Raw records:
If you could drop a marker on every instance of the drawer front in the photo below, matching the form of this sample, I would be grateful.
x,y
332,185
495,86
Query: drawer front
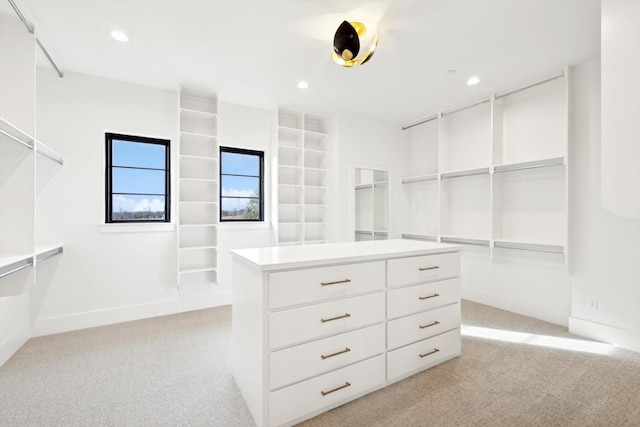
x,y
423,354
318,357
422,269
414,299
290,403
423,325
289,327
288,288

==

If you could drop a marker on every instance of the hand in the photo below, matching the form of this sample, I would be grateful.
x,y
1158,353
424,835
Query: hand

==

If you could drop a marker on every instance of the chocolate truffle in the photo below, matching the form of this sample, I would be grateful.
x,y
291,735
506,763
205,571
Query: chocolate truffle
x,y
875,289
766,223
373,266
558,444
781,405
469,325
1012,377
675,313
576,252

Required work: Please rewrite the lines between the one holding "of the hand" and the one holding "Query: hand", inclusive, with "marker" changed to "pin" and nothing else altered.

Response:
If you could drop a pin on every instance of the hand in the photo below, matching the form of this sample, I would be grateful.
x,y
1158,353
424,835
Query: hand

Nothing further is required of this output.